» **DATA EXCERPTS**:

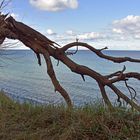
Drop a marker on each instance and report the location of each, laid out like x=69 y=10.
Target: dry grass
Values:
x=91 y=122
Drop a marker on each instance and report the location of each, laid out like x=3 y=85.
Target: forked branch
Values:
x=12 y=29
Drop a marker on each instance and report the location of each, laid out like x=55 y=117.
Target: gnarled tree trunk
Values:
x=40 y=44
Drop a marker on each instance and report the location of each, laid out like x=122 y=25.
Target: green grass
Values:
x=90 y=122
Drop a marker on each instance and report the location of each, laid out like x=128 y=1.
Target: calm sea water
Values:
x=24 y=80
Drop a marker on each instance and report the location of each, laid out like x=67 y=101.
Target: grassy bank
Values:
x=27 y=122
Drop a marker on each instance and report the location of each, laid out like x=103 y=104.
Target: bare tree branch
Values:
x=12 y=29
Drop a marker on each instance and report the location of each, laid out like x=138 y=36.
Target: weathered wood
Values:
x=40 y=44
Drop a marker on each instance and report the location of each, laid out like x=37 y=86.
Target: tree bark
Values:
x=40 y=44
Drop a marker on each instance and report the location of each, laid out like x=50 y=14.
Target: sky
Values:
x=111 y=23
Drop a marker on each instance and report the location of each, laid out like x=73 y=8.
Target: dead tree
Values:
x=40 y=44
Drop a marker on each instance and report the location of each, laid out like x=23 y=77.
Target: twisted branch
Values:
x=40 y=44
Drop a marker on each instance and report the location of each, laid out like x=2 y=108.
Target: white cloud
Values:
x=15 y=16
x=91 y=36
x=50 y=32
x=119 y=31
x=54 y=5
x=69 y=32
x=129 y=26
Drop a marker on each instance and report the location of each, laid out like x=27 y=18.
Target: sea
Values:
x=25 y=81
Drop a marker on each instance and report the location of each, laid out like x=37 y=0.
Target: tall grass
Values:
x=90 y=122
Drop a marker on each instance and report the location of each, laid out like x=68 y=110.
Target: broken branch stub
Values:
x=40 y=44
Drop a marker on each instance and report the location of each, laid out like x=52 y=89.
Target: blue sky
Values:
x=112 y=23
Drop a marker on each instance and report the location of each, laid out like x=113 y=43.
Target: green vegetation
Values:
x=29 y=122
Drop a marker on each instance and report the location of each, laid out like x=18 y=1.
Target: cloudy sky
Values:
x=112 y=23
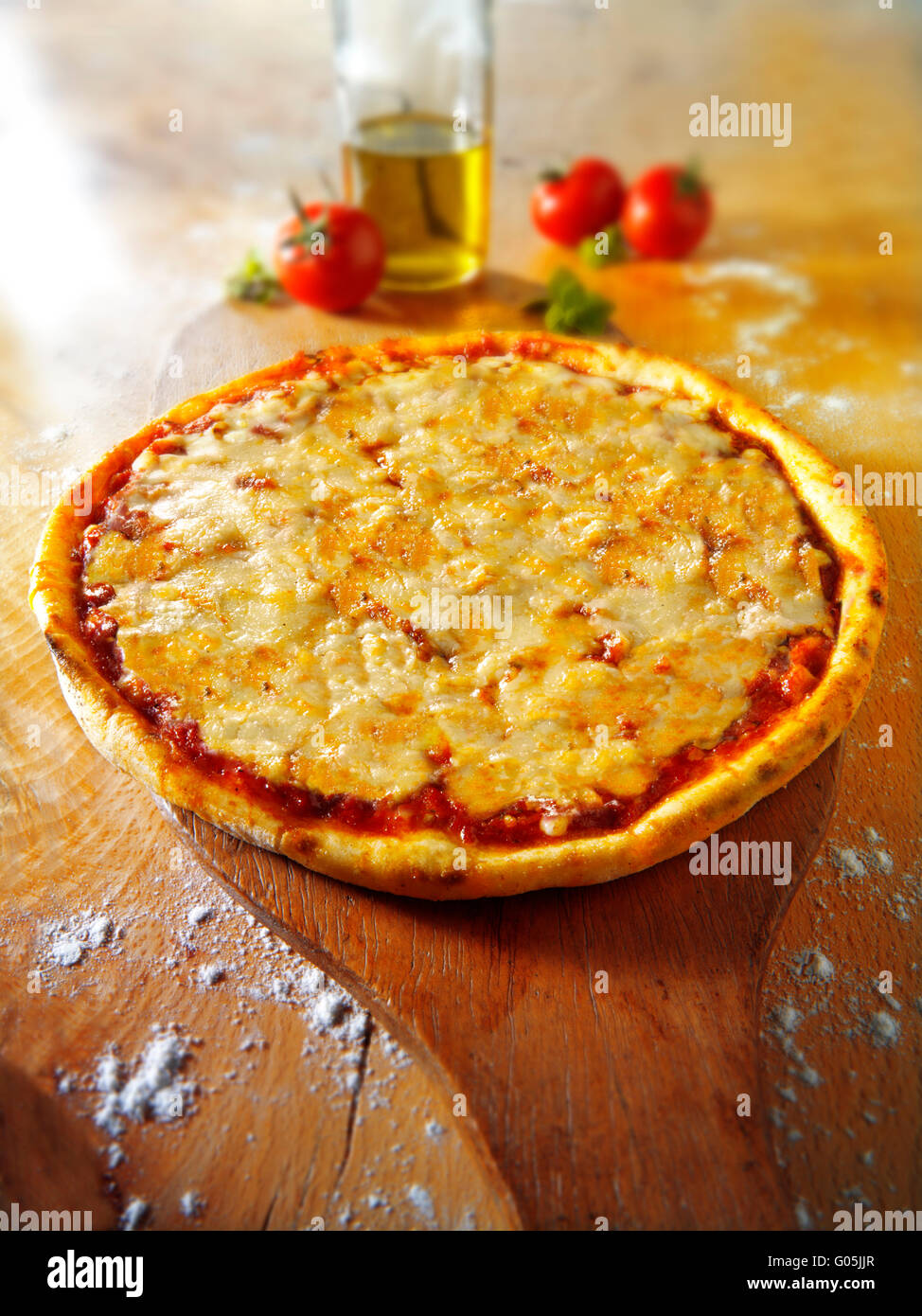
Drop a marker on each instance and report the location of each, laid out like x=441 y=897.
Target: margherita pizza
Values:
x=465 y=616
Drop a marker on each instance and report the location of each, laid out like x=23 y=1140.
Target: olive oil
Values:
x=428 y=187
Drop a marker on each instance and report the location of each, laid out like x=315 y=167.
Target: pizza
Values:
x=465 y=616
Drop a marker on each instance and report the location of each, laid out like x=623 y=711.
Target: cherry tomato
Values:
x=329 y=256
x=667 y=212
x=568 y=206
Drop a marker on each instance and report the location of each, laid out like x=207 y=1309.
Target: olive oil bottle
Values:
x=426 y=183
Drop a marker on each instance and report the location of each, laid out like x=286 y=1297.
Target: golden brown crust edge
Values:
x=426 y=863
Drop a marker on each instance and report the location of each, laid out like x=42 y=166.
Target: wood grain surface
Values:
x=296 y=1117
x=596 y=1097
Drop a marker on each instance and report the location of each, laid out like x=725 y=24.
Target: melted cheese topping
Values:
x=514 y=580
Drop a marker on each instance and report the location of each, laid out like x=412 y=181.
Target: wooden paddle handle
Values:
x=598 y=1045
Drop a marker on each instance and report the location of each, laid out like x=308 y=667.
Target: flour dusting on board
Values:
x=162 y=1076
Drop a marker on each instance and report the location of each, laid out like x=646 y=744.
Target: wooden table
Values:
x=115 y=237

...

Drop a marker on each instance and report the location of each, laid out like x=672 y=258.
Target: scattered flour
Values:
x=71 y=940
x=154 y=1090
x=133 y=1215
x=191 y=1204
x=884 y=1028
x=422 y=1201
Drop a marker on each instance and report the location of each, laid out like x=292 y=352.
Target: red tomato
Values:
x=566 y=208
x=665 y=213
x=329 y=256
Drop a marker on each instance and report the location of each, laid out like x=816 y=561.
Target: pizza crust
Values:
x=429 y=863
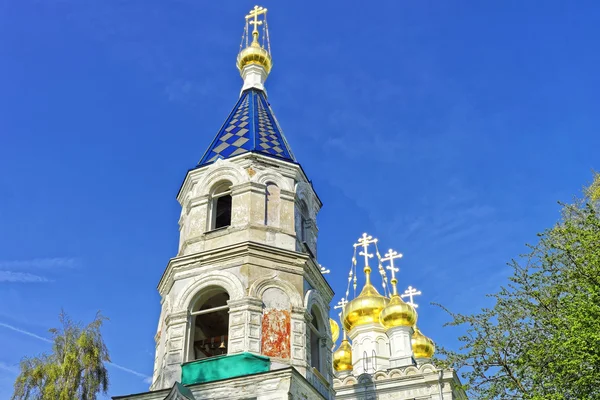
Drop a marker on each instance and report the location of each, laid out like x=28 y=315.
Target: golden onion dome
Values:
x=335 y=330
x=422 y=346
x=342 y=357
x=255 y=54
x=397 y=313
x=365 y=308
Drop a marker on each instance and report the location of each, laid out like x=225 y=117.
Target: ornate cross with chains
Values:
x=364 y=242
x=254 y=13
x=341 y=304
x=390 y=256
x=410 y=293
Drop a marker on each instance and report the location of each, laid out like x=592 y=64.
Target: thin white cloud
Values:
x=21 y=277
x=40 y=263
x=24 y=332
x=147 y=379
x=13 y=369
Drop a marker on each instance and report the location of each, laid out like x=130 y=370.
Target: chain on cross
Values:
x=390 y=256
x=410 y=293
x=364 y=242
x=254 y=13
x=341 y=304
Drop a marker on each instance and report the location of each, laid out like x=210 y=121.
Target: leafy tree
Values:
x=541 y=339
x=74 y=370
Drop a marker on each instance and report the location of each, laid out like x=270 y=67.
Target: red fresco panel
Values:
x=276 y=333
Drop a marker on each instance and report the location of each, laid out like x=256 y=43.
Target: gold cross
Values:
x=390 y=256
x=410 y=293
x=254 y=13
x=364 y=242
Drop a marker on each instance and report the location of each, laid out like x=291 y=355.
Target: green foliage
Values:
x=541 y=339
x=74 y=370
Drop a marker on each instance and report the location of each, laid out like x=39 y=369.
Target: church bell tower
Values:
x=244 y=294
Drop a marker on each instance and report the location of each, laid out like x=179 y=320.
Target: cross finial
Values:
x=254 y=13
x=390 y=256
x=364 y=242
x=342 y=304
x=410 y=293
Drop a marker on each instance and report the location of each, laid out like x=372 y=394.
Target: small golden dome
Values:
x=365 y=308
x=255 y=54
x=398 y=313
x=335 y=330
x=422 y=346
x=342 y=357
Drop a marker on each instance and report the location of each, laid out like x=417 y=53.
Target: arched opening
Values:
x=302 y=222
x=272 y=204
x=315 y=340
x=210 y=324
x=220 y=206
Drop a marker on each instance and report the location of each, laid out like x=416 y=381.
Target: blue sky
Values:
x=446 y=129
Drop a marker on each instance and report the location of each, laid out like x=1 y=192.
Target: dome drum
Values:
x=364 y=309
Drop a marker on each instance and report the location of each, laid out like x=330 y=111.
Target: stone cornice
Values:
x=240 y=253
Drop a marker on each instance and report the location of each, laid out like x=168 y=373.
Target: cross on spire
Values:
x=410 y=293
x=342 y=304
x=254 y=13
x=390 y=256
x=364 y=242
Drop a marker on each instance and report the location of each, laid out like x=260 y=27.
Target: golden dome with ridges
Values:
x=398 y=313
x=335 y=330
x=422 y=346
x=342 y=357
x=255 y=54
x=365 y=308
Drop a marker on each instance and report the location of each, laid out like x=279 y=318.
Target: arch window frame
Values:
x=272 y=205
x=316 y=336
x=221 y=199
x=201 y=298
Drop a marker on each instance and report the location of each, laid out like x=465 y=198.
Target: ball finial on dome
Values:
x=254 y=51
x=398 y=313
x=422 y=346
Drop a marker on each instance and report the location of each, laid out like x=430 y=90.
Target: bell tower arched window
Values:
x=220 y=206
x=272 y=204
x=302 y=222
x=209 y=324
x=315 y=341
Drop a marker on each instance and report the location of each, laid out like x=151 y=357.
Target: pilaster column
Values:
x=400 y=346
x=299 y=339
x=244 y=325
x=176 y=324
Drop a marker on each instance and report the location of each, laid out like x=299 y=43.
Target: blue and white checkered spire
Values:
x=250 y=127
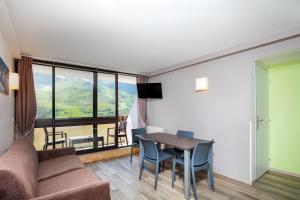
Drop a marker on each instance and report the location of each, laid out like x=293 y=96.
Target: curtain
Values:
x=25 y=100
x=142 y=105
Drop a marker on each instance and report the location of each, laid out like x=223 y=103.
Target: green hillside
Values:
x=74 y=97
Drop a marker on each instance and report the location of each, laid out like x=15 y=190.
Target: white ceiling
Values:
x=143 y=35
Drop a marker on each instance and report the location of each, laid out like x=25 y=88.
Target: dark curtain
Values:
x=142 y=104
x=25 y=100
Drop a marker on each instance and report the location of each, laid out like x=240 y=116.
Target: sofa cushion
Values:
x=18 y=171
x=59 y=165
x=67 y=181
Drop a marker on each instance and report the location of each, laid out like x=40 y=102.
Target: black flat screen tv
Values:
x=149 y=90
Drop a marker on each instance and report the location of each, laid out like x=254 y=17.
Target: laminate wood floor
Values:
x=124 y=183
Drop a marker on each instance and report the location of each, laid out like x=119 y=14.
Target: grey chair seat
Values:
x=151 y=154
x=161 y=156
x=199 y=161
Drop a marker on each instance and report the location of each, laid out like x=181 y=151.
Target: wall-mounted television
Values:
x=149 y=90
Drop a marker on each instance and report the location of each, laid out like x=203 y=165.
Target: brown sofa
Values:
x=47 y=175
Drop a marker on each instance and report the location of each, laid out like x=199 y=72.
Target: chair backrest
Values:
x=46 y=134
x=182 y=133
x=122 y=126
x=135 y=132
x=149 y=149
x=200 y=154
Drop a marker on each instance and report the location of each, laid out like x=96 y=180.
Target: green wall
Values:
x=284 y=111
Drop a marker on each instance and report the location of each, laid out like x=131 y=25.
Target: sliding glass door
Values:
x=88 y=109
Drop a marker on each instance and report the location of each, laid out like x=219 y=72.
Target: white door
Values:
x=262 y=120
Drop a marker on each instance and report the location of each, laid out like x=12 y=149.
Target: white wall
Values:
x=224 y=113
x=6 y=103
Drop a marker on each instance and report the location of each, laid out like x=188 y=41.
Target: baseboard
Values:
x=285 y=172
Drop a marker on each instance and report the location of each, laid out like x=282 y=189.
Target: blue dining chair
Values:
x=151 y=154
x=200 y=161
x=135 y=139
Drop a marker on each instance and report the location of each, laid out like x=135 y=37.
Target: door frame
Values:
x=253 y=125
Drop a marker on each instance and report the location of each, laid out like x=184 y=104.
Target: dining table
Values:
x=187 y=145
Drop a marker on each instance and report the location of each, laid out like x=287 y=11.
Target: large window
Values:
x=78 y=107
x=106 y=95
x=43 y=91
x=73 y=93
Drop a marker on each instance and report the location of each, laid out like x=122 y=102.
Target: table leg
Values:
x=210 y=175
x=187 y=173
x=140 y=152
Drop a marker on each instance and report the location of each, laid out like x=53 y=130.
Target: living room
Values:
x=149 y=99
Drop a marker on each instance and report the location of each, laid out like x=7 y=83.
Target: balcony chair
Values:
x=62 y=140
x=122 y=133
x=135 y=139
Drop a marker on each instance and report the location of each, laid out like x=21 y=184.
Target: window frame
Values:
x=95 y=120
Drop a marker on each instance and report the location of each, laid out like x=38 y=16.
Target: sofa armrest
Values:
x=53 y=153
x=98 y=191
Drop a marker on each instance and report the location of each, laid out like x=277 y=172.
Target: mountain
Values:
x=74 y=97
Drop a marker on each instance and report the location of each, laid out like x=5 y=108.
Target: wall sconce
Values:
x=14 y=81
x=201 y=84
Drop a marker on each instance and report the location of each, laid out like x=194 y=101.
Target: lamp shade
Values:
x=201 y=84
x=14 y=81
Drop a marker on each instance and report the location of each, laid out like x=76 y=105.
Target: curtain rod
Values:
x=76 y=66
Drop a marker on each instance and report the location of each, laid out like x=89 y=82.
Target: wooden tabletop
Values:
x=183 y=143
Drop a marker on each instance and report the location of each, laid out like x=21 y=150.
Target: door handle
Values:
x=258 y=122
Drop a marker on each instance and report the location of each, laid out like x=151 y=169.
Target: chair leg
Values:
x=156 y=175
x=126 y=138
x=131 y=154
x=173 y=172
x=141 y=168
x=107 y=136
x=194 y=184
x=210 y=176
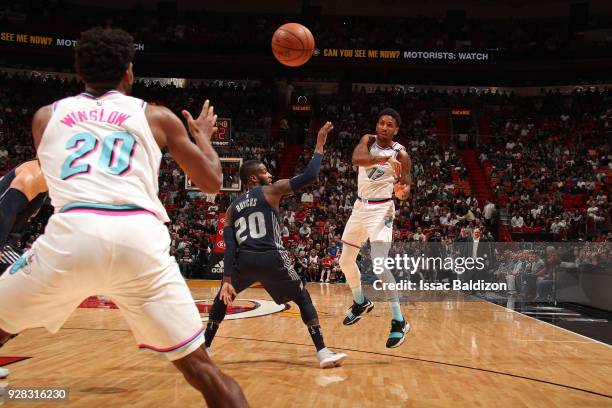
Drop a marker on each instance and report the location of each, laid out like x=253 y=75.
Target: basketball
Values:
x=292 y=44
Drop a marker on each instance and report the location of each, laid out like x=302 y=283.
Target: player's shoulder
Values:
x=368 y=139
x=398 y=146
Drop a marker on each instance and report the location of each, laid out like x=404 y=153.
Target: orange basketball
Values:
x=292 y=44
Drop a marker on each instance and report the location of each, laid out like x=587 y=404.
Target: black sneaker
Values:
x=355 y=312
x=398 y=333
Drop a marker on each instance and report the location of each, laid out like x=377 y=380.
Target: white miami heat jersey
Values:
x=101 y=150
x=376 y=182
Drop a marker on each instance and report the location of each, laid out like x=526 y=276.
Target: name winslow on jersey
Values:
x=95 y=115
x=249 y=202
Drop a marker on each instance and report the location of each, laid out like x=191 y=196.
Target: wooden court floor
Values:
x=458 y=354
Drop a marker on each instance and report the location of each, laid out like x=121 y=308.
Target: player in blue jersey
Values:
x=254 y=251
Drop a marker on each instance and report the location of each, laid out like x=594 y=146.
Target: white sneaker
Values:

* * *

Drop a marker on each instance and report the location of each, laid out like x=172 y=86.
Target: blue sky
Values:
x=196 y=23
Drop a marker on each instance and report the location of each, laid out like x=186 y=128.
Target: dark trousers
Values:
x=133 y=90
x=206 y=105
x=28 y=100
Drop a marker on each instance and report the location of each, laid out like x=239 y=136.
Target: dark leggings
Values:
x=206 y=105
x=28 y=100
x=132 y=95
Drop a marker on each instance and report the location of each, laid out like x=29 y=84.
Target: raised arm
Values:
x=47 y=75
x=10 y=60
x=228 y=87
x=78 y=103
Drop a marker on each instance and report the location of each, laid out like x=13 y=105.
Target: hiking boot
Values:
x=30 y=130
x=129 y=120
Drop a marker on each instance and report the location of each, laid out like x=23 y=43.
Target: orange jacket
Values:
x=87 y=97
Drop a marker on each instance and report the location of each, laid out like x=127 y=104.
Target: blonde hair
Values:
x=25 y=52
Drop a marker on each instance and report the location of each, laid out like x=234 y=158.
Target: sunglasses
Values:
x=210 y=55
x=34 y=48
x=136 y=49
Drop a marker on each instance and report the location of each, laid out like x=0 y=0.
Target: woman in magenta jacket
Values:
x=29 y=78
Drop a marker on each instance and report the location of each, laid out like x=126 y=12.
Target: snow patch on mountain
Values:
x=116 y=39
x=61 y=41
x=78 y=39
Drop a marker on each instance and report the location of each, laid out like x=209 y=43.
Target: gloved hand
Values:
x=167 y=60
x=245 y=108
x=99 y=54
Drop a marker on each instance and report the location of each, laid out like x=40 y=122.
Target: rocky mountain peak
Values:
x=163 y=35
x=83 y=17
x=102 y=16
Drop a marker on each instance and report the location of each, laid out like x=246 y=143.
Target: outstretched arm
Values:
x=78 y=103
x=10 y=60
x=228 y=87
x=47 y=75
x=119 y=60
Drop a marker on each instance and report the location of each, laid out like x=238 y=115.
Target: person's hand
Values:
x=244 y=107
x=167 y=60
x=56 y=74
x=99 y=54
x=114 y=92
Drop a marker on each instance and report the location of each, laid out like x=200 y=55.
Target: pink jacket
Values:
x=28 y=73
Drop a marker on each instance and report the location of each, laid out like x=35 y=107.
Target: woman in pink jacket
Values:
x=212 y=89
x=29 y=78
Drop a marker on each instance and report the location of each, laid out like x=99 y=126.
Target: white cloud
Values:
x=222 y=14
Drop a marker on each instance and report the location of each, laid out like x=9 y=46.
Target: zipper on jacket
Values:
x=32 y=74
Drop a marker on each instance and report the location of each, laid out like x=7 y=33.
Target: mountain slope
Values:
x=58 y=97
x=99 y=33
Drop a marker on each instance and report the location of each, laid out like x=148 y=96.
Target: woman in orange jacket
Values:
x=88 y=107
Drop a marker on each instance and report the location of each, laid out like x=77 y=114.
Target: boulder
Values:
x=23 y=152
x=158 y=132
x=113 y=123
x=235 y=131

» **WHAT YOU ARE ASKED TO DO**: Find all lines holding the word "cross" in the records above and copy them.

» **ANSWER AREA**:
Target: ornate cross with chains
Target: chain on cross
Target: gold cross
Target: cross finial
Target: cross on spire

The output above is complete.